Start of INPUT MATERIAL

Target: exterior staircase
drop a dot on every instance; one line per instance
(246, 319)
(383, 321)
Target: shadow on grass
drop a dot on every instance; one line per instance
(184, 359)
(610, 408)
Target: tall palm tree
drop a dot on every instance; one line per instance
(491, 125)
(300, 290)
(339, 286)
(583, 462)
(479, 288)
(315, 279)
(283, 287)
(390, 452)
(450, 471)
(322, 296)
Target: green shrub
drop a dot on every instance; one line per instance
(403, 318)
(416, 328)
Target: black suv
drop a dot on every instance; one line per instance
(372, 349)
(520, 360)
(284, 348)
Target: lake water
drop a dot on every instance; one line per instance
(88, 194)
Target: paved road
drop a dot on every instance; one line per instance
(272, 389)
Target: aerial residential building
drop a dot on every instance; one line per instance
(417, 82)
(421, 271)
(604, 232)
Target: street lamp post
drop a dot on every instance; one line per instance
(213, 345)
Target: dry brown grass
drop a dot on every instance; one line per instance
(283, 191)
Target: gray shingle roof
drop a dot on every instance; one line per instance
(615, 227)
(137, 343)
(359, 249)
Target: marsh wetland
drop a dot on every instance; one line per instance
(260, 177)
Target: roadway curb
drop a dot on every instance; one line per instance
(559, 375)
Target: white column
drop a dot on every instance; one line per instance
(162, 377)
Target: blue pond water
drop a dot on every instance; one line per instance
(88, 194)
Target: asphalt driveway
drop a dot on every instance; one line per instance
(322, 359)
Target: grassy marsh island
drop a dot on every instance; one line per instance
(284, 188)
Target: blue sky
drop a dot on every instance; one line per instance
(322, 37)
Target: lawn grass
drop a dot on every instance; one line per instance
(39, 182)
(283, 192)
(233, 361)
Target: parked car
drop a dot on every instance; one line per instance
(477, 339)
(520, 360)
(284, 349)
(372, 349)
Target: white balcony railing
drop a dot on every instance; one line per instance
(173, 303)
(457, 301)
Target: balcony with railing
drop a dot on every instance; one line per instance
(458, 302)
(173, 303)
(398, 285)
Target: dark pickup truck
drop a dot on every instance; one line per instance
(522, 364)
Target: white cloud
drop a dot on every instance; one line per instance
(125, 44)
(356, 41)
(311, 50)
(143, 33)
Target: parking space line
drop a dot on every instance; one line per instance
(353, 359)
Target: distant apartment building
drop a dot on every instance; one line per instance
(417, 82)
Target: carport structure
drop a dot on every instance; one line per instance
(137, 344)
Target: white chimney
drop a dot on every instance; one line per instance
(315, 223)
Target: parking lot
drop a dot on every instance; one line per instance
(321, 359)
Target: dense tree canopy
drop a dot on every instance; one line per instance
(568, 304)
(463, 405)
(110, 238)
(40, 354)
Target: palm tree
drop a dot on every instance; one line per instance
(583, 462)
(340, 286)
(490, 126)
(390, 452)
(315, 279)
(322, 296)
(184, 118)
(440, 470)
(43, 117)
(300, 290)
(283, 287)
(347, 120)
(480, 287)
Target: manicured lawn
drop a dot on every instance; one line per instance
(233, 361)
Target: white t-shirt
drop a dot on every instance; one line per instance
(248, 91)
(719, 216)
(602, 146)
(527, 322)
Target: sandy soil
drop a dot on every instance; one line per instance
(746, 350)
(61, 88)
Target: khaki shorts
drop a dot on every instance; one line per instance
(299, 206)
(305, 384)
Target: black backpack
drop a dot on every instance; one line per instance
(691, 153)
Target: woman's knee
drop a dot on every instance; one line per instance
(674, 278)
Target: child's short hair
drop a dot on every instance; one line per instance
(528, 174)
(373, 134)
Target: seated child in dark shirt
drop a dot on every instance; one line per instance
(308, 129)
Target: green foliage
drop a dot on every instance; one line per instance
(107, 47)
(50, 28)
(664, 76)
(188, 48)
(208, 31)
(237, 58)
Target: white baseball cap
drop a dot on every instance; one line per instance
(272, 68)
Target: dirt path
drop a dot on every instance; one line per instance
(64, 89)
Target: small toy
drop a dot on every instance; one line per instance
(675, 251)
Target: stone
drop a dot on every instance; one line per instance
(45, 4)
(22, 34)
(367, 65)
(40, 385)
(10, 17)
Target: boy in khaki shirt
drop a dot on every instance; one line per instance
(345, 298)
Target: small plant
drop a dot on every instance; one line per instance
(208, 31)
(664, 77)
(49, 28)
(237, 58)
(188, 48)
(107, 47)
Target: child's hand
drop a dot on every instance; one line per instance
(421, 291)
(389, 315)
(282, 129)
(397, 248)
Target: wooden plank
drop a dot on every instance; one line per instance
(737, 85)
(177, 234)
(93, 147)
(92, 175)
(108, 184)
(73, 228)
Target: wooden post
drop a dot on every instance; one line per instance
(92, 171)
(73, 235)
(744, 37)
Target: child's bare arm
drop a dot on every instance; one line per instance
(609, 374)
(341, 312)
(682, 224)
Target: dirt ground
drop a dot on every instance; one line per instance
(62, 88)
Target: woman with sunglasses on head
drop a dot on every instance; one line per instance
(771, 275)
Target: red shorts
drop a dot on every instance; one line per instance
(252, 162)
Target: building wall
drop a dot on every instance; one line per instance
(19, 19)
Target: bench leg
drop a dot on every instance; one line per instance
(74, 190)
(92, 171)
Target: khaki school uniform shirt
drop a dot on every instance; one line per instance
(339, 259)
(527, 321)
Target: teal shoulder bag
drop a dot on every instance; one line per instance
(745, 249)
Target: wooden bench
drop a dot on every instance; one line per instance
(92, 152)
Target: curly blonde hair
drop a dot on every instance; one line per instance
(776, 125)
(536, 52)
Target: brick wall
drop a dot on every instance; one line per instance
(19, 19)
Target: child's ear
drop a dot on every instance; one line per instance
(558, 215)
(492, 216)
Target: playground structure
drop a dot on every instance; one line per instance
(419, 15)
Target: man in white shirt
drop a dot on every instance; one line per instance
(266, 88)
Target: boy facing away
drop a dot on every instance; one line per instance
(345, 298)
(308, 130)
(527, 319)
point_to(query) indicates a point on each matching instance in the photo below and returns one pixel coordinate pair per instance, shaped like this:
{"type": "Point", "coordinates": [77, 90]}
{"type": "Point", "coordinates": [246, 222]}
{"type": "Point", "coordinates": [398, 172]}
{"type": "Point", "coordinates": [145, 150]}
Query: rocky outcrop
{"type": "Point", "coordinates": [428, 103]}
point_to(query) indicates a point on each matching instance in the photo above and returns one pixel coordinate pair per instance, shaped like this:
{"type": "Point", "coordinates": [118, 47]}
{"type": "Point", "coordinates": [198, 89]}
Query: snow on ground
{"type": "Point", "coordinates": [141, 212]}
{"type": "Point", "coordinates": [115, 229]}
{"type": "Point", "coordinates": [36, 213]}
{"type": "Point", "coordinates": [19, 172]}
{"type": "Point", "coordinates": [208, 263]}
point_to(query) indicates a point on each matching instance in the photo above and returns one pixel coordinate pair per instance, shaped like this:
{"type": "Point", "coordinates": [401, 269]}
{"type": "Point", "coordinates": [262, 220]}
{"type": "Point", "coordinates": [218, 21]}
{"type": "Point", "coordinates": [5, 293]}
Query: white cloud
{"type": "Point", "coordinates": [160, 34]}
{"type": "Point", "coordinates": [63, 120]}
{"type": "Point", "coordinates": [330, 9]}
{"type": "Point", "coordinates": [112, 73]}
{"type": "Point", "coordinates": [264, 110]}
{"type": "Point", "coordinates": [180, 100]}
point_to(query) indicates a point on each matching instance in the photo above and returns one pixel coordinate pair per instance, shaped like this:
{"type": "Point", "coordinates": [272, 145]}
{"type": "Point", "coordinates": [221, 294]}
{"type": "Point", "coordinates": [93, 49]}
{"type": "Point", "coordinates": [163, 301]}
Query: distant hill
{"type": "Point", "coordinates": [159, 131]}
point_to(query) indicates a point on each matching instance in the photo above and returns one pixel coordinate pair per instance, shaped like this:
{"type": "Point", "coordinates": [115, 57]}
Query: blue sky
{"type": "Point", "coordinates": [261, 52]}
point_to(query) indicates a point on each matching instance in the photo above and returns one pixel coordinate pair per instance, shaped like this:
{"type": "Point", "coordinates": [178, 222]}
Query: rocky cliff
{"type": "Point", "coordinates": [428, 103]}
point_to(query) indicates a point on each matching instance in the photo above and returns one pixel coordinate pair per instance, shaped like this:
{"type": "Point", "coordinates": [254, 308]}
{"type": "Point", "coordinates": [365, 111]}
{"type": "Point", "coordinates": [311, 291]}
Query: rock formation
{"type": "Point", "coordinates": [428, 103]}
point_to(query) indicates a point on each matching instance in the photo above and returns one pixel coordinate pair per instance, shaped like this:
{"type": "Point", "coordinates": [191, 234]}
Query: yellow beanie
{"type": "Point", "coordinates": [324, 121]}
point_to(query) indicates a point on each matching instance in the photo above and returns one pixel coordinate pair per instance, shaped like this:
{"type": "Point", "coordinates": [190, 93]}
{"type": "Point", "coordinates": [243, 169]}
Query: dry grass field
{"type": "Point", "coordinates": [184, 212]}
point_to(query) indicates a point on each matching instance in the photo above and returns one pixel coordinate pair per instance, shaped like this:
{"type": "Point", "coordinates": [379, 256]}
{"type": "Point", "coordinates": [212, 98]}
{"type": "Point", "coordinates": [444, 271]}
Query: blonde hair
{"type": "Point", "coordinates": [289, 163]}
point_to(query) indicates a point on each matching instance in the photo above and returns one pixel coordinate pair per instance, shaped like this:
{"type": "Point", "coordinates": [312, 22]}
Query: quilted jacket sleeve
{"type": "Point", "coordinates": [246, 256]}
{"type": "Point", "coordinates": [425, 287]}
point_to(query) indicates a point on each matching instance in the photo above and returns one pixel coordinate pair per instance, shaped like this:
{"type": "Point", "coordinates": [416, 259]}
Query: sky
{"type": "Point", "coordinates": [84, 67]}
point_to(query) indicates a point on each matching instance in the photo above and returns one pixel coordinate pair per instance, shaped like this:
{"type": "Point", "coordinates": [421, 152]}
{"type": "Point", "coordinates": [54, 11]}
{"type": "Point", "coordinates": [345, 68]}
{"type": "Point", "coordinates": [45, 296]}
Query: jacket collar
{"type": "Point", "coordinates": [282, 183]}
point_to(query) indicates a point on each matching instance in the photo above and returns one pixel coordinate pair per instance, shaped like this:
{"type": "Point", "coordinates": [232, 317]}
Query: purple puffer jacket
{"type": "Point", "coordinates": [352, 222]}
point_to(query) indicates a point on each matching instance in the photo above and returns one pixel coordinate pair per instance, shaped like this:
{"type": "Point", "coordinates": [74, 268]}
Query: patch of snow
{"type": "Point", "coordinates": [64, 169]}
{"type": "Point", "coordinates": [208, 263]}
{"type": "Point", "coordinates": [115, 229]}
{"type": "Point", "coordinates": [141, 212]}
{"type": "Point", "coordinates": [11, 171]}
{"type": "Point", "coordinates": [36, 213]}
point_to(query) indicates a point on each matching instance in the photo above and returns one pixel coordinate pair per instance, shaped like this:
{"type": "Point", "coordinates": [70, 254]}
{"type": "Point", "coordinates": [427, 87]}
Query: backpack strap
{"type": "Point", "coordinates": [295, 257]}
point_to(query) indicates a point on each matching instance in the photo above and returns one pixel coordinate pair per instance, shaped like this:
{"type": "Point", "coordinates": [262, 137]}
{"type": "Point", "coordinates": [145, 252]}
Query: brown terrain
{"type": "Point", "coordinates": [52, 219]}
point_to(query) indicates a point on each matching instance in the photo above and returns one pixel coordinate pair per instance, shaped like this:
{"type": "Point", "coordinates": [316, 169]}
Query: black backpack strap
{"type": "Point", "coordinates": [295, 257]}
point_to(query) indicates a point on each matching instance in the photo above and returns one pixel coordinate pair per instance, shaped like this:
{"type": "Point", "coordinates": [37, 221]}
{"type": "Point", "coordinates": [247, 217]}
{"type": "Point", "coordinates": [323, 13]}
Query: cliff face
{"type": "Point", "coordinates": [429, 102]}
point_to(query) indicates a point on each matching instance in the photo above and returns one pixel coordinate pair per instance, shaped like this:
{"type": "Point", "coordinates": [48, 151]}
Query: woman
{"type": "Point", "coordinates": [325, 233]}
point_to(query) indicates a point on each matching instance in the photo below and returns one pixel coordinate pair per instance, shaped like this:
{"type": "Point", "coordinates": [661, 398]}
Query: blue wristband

End of INPUT MATERIAL

Retype only the lines running from the line with "Query: woman" to the end of the listing, including both of those lines.

Query: woman
{"type": "Point", "coordinates": [325, 233]}
point_to(query) indicates a point on each matching instance in the photo below and returns one pixel coordinate pair per instance, shaped like this:
{"type": "Point", "coordinates": [661, 398]}
Query: blue wristband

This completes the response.